#### [Task to complete]
Copy every row below character for character, keeping each line and line break unchanged.

◇ ◇ ◇ ◇ ◇ ◇ ◇

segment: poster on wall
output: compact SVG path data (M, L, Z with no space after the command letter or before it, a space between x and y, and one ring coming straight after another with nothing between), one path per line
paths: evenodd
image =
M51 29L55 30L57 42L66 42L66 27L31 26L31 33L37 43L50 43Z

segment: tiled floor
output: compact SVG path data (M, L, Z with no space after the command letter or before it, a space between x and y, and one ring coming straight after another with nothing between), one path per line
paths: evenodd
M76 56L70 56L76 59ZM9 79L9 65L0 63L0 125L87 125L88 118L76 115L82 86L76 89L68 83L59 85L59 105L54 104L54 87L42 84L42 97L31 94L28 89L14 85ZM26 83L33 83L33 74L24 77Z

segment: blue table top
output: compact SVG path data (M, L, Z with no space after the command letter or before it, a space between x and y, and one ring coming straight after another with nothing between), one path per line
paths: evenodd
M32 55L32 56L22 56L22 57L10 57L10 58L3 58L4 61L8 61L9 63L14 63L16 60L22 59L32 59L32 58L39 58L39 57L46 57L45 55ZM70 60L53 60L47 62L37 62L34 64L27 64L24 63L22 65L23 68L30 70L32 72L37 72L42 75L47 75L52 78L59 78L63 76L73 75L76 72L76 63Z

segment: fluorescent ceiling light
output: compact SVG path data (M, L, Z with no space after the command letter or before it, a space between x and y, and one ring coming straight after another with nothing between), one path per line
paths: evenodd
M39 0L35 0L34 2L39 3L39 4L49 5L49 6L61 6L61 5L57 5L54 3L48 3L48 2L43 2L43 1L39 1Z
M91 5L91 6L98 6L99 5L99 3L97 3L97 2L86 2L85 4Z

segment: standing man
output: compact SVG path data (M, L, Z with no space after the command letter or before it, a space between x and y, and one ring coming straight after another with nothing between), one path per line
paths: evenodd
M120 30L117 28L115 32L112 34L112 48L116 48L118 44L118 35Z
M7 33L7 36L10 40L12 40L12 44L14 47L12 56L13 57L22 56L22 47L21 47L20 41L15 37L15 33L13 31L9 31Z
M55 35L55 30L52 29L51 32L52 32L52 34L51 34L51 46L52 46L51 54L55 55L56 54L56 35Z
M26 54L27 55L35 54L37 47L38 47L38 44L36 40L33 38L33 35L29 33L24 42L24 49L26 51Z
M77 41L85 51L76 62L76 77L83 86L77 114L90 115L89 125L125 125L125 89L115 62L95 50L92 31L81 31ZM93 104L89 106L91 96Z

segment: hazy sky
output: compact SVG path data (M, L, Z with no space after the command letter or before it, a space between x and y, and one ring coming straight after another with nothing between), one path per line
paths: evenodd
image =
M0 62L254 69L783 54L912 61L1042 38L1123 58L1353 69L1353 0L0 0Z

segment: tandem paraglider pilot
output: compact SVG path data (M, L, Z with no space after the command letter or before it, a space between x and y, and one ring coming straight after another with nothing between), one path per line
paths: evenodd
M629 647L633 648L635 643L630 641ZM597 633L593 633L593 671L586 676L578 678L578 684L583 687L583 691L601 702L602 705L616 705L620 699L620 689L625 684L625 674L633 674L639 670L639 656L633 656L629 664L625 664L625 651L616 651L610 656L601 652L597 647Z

◇ ◇ ◇ ◇ ◇ ◇ ◇

#### [Exercise result]
segment: poster on wall
output: compact SVG path data (M, L, Z with no space after the command letter or before it, a space between x and y, and one ring coming straight after another with nothing between), one path per line
paths: evenodd
image =
M51 29L55 30L57 42L66 42L66 27L31 26L31 33L37 43L50 43Z

segment: tiled floor
output: compact SVG path data (M, L, Z with no space after the command letter or before it, a space between x and y, and one ring coming straight after another with nothing between), one path per line
paths: evenodd
M76 56L70 56L76 59ZM9 79L9 65L0 63L0 125L87 125L88 118L76 115L82 86L76 89L68 83L59 85L59 105L54 104L54 87L42 84L42 97L31 94L28 89L14 85ZM26 83L33 83L33 74L24 77Z

segment: blue table top
output: compact SVG path data (M, L, Z with no space after the command letter or before it, a space between x and y, and one ring coming straight after another with nothing between), one path per line
paths: evenodd
M32 55L32 56L22 56L22 57L10 57L10 58L3 58L4 61L8 61L9 63L14 63L16 60L22 59L32 59L32 58L39 58L39 57L46 57L45 55ZM70 60L53 60L47 62L37 62L34 64L27 64L24 63L22 65L23 68L30 70L32 72L37 72L42 75L47 75L52 78L59 78L63 76L73 75L76 72L76 63Z

segment: fluorescent ceiling light
output: compact SVG path data (M, L, Z with no space after the command letter or before it, a space between x and y, and one ring coming straight after another with nothing between), one path per line
paths: evenodd
M39 0L35 0L34 2L39 3L39 4L49 5L49 6L61 6L61 5L57 5L54 3L48 3L48 2L43 2L43 1L39 1Z
M91 5L91 6L98 6L99 5L99 3L97 3L97 2L86 2L85 4Z

segment: standing man
output: compact SVG path data (M, L, Z with no space after the command letter or before it, a space between x and y, and one ring coming straight after another with nothing between), one path per line
paths: evenodd
M120 30L117 28L115 32L112 34L112 48L116 48L118 44L118 35Z
M7 33L7 36L10 40L12 40L12 44L14 47L12 56L13 57L22 56L22 47L21 47L20 41L15 37L15 33L13 31L9 31Z
M55 35L55 30L52 29L51 32L52 32L52 34L51 34L51 46L52 46L51 54L55 55L56 54L56 35Z
M26 54L27 55L35 54L37 47L38 47L38 44L36 40L33 38L33 35L29 33L24 42L24 49L26 51Z
M77 41L85 51L76 62L76 77L83 86L77 114L90 115L89 125L125 125L125 89L115 62L95 50L92 31L81 31ZM93 104L89 106L91 96Z

segment: hazy sky
output: compact SVG path data (M, L, Z with no space after the command letter or before it, a space between x and y, and one ring coming straight after another with nothing between), one path per line
paths: evenodd
image =
M0 62L254 69L783 54L912 61L1042 38L1123 58L1353 69L1353 0L0 0Z

segment: tandem paraglider pilot
output: compact SVG path data (M, L, Z with no space after the command letter or before it, a space between x and y, and one ring coming straight after another with nothing between), one path per line
paths: evenodd
M629 647L633 648L635 643L630 641ZM597 633L593 633L593 671L586 676L578 678L578 684L583 687L583 691L601 702L602 705L616 705L620 699L620 689L625 684L625 674L633 674L639 670L639 656L633 656L629 664L625 664L625 651L616 651L610 656L601 652L597 647Z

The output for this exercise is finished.